## [Dataset records]
:::
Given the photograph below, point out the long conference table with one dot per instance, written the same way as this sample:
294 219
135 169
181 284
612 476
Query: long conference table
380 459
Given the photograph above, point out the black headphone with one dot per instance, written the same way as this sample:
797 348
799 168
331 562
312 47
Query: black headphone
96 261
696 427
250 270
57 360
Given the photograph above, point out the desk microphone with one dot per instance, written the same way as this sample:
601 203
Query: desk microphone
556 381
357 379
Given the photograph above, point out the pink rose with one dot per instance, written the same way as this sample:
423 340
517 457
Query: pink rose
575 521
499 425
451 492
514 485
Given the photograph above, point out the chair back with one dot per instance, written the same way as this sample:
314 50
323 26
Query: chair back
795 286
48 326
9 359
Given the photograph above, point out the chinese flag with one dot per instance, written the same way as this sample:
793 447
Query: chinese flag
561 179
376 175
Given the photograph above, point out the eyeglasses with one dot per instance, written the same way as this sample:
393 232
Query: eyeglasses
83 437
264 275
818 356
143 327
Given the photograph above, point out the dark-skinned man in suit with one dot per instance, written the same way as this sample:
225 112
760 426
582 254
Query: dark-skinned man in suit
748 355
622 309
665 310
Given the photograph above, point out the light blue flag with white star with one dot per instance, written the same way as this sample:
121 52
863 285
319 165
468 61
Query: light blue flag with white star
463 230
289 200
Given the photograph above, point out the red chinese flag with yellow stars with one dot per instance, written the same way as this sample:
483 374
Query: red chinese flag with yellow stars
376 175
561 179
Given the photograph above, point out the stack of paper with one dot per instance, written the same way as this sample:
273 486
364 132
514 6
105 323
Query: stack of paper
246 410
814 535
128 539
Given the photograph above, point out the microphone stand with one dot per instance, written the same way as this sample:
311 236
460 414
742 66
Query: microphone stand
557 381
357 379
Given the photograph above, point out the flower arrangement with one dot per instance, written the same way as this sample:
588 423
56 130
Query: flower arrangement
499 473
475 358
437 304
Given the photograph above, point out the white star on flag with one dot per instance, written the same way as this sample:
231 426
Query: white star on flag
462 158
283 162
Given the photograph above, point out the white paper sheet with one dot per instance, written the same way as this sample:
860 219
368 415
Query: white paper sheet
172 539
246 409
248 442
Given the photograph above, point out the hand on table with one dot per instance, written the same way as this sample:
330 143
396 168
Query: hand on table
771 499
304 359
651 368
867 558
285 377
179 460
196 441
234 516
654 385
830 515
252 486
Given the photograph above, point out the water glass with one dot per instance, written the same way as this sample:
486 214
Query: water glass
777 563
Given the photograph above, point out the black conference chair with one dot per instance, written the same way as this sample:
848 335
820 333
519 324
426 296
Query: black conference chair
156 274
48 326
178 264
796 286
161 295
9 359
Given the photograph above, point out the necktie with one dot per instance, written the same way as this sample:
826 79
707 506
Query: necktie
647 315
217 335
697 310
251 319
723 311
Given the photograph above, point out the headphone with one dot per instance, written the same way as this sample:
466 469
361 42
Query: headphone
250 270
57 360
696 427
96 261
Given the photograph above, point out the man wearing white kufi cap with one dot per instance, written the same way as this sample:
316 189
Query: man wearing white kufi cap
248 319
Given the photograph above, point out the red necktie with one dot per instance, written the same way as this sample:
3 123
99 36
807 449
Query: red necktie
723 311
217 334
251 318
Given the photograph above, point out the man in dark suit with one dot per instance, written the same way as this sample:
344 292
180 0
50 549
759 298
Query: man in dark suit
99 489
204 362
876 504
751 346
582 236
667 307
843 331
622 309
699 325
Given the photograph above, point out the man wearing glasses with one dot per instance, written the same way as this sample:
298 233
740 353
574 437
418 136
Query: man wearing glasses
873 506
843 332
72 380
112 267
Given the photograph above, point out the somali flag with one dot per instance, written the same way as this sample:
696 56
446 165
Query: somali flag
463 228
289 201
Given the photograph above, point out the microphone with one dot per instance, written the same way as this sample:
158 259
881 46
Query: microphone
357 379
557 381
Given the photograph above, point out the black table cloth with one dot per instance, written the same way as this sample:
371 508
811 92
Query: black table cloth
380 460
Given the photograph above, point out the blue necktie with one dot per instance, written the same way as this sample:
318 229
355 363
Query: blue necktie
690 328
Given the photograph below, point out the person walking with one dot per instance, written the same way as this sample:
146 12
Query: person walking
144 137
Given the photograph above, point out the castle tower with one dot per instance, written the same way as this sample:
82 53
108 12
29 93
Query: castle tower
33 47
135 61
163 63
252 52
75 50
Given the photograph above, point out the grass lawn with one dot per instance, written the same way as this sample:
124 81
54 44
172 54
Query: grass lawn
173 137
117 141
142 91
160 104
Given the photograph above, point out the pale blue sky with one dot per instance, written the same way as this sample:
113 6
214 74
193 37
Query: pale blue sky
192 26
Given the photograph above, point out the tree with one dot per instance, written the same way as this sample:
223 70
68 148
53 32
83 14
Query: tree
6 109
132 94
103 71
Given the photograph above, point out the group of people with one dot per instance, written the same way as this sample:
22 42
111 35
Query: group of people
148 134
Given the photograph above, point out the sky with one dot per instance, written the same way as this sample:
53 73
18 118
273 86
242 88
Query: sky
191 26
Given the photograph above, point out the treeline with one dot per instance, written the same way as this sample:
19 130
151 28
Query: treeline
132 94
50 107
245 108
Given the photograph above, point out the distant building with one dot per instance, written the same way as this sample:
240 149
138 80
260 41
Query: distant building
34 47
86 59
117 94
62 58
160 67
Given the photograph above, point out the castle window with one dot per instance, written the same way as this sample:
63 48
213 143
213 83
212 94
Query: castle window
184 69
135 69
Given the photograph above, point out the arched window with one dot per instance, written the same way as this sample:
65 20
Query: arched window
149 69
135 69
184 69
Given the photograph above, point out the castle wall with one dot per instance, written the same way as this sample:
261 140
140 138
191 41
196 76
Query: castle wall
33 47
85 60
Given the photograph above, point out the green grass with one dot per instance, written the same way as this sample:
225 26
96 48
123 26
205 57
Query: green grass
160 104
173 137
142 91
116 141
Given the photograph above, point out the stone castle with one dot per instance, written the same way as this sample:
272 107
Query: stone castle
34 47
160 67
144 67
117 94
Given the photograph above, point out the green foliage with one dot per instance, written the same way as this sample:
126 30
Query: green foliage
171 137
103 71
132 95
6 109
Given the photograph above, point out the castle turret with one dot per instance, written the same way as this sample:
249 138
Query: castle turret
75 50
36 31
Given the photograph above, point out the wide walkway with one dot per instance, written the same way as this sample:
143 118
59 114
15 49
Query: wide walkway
:::
Take the entries and copy them out exactly.

## [Full response]
Given the photograph below, point out the long conference table with one dot per instance, written the same way as this sample:
294 219
135 169
181 284
612 476
Query: long conference table
380 459
Given the photograph above, point out the black headphone with one dot per instance, written the same way as this sample:
797 348
799 168
331 562
312 47
Query: black headphone
96 261
696 427
250 270
57 360
Given the photograph above, point out the desk microphone with one dot per instance, written the same way as this sample:
601 203
Query: desk microphone
556 381
357 379
Given the photograph above, point out the pink rose with one dot per instance, written the same way as this sample:
423 340
517 457
Query: pink rose
575 521
499 425
451 492
514 485
Given the photograph above, point out the chair back with one dot per instance, written the same way as this sample:
314 50
323 26
Query: chair back
795 286
48 326
9 359
Given the photograph above, point out the chinese flag with one dot per instance, written the same way as this sample:
793 447
Query: chinese flag
561 179
376 175
Given the photograph above, point out the eyeglasses with one dot per instance, written the same way as this sample:
393 232
Query: eyeglasses
83 437
264 275
818 356
143 327
Given the photograph above, point out the dark-skinned man in suit with one dot per instance, written the same way as this sample:
225 112
760 426
582 254
Query: dark-skinned man in suit
748 355
622 309
665 310
Given the photograph above, point out the light blue flag with white star with one dot per instance, written the same way as this sample:
121 52
863 285
319 165
468 61
Query: light blue flag with white star
463 230
289 200
Given the photograph above, point out the red chinese flag with yellow stars with one dot per instance, written the same way as this sample:
483 374
Query: red chinese flag with yellow stars
376 175
561 179
Given the photograph above, point out the stack of paper with one dot per instance, written the same way as this sample:
273 486
364 132
514 6
105 323
Query: stack of paper
246 410
814 535
128 539
Given the photograph above, point out the microphone stand with one dot per instance, written the same way as this sample:
311 236
460 414
742 66
Query: microphone stand
557 381
357 379
Given the photograph above, point out the flower arrangement with one dot per instance, written the same way as this sample:
588 423
56 130
Query: flower arrangement
499 473
475 358
437 304
Given the photograph above, point out the white star on flag with one dot per instance, written the same way as this sample:
231 426
Query: white star on flag
462 158
283 162
Given the photograph above, point out the white paper sheet with one dot per instance, written the same way as this sample:
860 219
368 415
Query: white paper sheet
172 539
246 409
248 442
Given the photograph above, point out the hand on table with one dot per instance, written the same way as this sample:
330 143
396 168
Query: hand on table
771 499
304 359
651 368
867 558
285 377
179 460
196 441
234 516
654 385
830 515
252 486
Given the photograph above, point out the water glass with one dot per instance, written the same way as this sample:
486 214
Query: water glass
777 563
Given the photograph above, point out the black conference chair with one dot per instance, written the same way as this sample:
848 335
820 333
519 324
426 296
Query: black conference chair
156 274
48 326
178 264
796 286
161 295
9 359
Given the photograph above, point out the necktie with one dot per instance, written the same way as this sample:
826 79
707 506
Query: necktie
647 315
217 335
697 310
251 319
723 311
Given the photograph above, point out the headphone with one dot per instance, written the same way as this sample:
466 469
361 42
Query: headphone
250 270
57 360
696 427
96 261
Given the photograph above, point out the man wearing white kufi cap with one dot per instance, written the same way as this sample:
316 189
Query: man wearing white kufi cap
248 319
Given the photograph above, point out the red necktie with one dot per instance, written the same way as this sample:
3 123
99 36
807 449
Query: red necktie
723 311
217 334
251 318
Given the photograph above, point out the man in dark suit with one dot per instance, written the same way as this sample:
344 292
180 0
50 549
759 298
Query: man in dark suit
99 489
204 362
876 504
751 346
582 236
667 307
843 331
622 309
699 325
Given the photograph above, point out the man wearing glasses with one dot per instance, written the same way as this sample:
298 233
740 353
574 437
418 136
Query: man wearing glasses
873 506
843 332
72 380
112 267
Given the photograph above, point out the somali flag with one dot per instance, written the same way as this sample:
696 56
446 165
Query: somali flag
463 228
289 201
Given the photograph above, point out the microphone with one dot per instance, written the same way as this sample:
158 259
881 46
Query: microphone
357 379
557 381
Given the photograph above, point out the black table cloth with one dot per instance, written the same way as this sample:
371 508
811 92
Query: black table cloth
380 460
Given the photograph above, point out the blue necktie with one dot per instance, written the same way as this sample:
318 229
355 363
Query: blue necktie
690 328
Given the photograph below, point out the person walking with one dot per instance, written the same way as this sample:
146 12
Query: person walking
144 137
Given the photograph above, point out the castle tower with one dot per instance, written the same way as this sample:
82 53
108 12
29 93
Query: castle tower
33 47
135 61
163 63
252 52
75 50
Given the photograph above, point out the grass lawn with one dot per instance, written the same way as this sample:
124 81
54 44
172 54
Query: grass lawn
173 137
117 141
142 91
160 104
Given the photograph above, point out the pale blue sky with one dot per instance, written the same way as this sample:
113 6
214 74
193 37
Query: pale blue sky
192 26
Given the photograph above, point out the tree with one dot per instance, written the same way as this sample:
223 70
68 148
53 32
83 14
Query: tree
6 109
132 94
103 71
Given the photograph above, point out the group of people with one dot per instance, written the same way as this sample:
22 42
111 35
Query: group of people
148 134
Given the photograph above, point out the sky with one dot per instance, written the same way as this sample:
53 73
18 118
273 86
242 88
Query: sky
191 26
Given the photograph above, point out the treeline with one dot per instance, written the same way as this sample:
19 130
151 28
Query: treeline
132 94
50 107
245 108
Given the photograph above, point out the distant building with one dot per instance, written the same way as this sample:
240 149
138 80
260 41
Query: distant building
34 47
86 59
117 94
62 58
160 67
Given the photograph above, point out the castle window with one dot per instance, written the same way as this sample:
63 48
213 143
213 83
212 94
Query: castle window
184 69
135 69
Given the photograph above, point out the arched window with one dot per instance, written the same way as this sample:
65 20
Query: arched window
149 69
135 69
184 69
Given the photograph above, point out the castle wall with one dot per instance, written the same way as this sample:
261 140
140 138
191 41
196 76
Query: castle wall
33 47
85 60
Given the photograph above, point out the green grass with one dot per instance, written the same way as this sample:
225 26
96 48
123 26
205 57
Query: green grass
160 104
173 137
142 91
116 141
Given the photograph above, point out the stone castle with one dot per instance, written the same way as this sample:
272 107
Query: stone castle
34 47
160 67
144 67
117 94
Given the photograph above, point out the green foliage with one dot per instance, written the same way as this sample:
126 30
Query: green foliage
171 137
103 71
132 95
6 109
Given the photograph above, point out the castle turret with one dot per instance, written the same way as this sample:
249 138
Query: castle turret
75 50
36 31
Given the photograph above, point out the wide walkway with one dot per instance, written the same way as this sample:
143 118
59 114
15 49
Query: wide walkway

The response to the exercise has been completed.